PROBLEM STATEMENT: Return all of the data exactly, with nothing left out but the pictures.
--- BEGIN INPUT ---
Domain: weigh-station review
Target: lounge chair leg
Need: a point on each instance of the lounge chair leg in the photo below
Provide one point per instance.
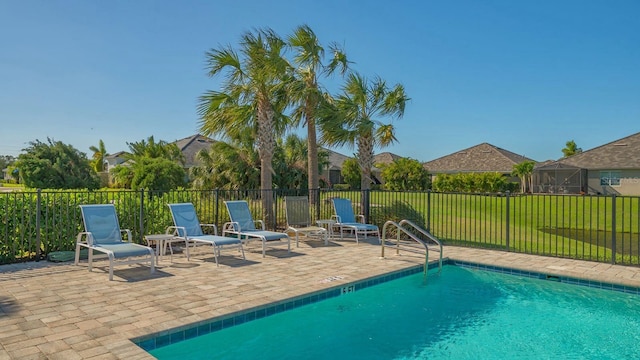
(153, 264)
(110, 267)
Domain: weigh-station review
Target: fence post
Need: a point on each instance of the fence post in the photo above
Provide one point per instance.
(141, 214)
(38, 208)
(217, 208)
(317, 202)
(429, 210)
(508, 212)
(613, 229)
(367, 204)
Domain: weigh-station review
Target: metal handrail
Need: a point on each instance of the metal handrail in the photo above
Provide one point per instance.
(402, 229)
(429, 236)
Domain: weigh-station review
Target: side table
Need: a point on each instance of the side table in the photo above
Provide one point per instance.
(161, 242)
(327, 224)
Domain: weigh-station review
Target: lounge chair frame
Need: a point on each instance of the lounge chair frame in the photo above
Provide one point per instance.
(346, 220)
(243, 226)
(299, 219)
(196, 236)
(118, 251)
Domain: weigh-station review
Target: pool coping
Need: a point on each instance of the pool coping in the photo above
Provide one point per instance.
(167, 337)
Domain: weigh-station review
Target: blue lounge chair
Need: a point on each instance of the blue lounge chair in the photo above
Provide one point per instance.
(346, 220)
(243, 225)
(187, 227)
(299, 219)
(102, 233)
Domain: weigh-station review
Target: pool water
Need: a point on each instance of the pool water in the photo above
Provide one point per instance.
(459, 314)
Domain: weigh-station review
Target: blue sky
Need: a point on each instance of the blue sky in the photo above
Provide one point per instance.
(526, 76)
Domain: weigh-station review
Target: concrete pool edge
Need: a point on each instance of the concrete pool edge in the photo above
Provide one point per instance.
(163, 338)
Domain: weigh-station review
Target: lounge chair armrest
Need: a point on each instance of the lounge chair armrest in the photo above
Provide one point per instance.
(128, 232)
(178, 231)
(215, 228)
(87, 235)
(230, 226)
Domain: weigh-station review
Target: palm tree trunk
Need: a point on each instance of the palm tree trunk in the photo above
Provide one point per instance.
(312, 159)
(266, 143)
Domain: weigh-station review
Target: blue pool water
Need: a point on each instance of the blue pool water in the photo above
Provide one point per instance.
(459, 314)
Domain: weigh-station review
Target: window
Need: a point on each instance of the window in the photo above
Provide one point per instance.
(610, 178)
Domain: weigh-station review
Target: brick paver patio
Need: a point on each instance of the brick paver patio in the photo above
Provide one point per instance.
(61, 311)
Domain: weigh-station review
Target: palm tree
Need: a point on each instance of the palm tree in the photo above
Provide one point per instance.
(230, 166)
(352, 119)
(524, 171)
(306, 92)
(253, 96)
(99, 155)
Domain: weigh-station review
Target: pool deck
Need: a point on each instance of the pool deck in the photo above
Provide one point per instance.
(62, 311)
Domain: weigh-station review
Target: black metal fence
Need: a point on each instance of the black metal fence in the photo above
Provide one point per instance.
(596, 228)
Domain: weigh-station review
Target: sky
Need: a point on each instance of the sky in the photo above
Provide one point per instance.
(525, 76)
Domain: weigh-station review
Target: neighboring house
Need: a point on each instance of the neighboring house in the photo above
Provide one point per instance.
(477, 159)
(191, 146)
(612, 168)
(333, 172)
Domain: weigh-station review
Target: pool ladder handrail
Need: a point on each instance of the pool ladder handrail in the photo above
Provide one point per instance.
(401, 228)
--- END INPUT ---
RESULT OF THIS TASK:
Domain: weigh-station review
Target: lounge chair leg
Need: a point on each instance of the lounge chair leg in the photo below
Provide one point per instance.
(153, 264)
(110, 267)
Domain: weigh-station review
Target: fence post
Need: a point on each instance of the fence post in the photo above
Provide one point per instance.
(141, 214)
(38, 208)
(217, 208)
(317, 202)
(429, 210)
(508, 212)
(613, 229)
(367, 204)
Domain: weigh-station review
Target: metal handrail
Need: a point on each instance of the metal handrail in the photo above
Provide one point per instance.
(402, 229)
(429, 236)
Domain: weigh-station review
Target: side table
Need: a point on each instance of the side table in the photo above
Provide one point per instance.
(161, 242)
(327, 224)
Domain: weigh-station review
Target: lounge chair frame
Need: a point on each instance of the lounge chair frame in the photo above
Provide one point per instance.
(346, 220)
(243, 226)
(299, 219)
(196, 236)
(118, 251)
Domain: weigh-station review
Target: pool coping
Need: a point on each instance of the pool coping in the photo above
Provide one point per instance.
(167, 337)
Domain: weigh-station review
Target: blue lounge chair
Need: a point on each instance of the blue lounge chair in the photo above
Provide one point per instance.
(346, 220)
(243, 225)
(187, 227)
(299, 219)
(102, 233)
Domain: weigh-station review
Target: pool water
Need: a point on each instance of the pool water in the photo above
Provide one point per instance.
(459, 314)
Domain: weigh-station review
Target: blue sky
Need: a point on each instance of the blue sky in the photo above
Provide one point per instance.
(526, 76)
Domain: weigh-station review
Target: concrete pool edge
Need: a point on each instance of the concrete pool edge in the photo above
Provide one point per instance.
(163, 338)
Domain: weigh-station review
Target: lounge chair armrest
Need: a point on each instance of the lounge chair armrest in the photo above
Provide one point per instance.
(128, 232)
(178, 231)
(215, 228)
(87, 235)
(230, 226)
Domain: weigh-station review
Target: palm tree trunk
Need: a point on each instance of the palm tree trunk in the photo above
Provide one point per instance.
(312, 159)
(266, 143)
Domain: weigh-station review
Target: blue pool water
Need: a point on each instance of the blue pool water in the photo above
Provide one point per instance.
(459, 314)
Domain: weigh-station review
Target: window
Need: a point on each instance of the window in the photo above
Provide one point per instance.
(610, 178)
Domain: weigh-station review
Target: brick paver patio
Need: a point on each instance of the brick paver patio in the photo above
Provide one point per instance.
(61, 311)
Domain: weigh-station review
Target: palm tree
Need: a point on each instance of the palm tree in the photo above
Provide one point per instance.
(230, 166)
(352, 119)
(524, 171)
(306, 92)
(253, 96)
(99, 155)
Domain: weigh-station review
Target: pool deck
Need: a point on each instance of the pool deck in the photo above
Provide one point per instance.
(62, 311)
Domain: weigh-station review
Target: black metal fence
Need: a point on each instance of the black metal fence in the photo above
Provide one point per instance.
(596, 228)
Domain: weigh-station review
Target: sky
Need: a point on each instance of the sky in the photo above
Provide one point per instance.
(525, 76)
Domain: weigh-station review
Target: neighboring house
Need: a point on each instance of the neighboring house in the photo above
Provide one point per instance.
(477, 159)
(191, 146)
(612, 168)
(333, 172)
Domain: weigh-station review
Target: pool ladder handrail
Need: a point on each instance of the pool ladder handrail in the photo above
Provide one point per instance.
(401, 228)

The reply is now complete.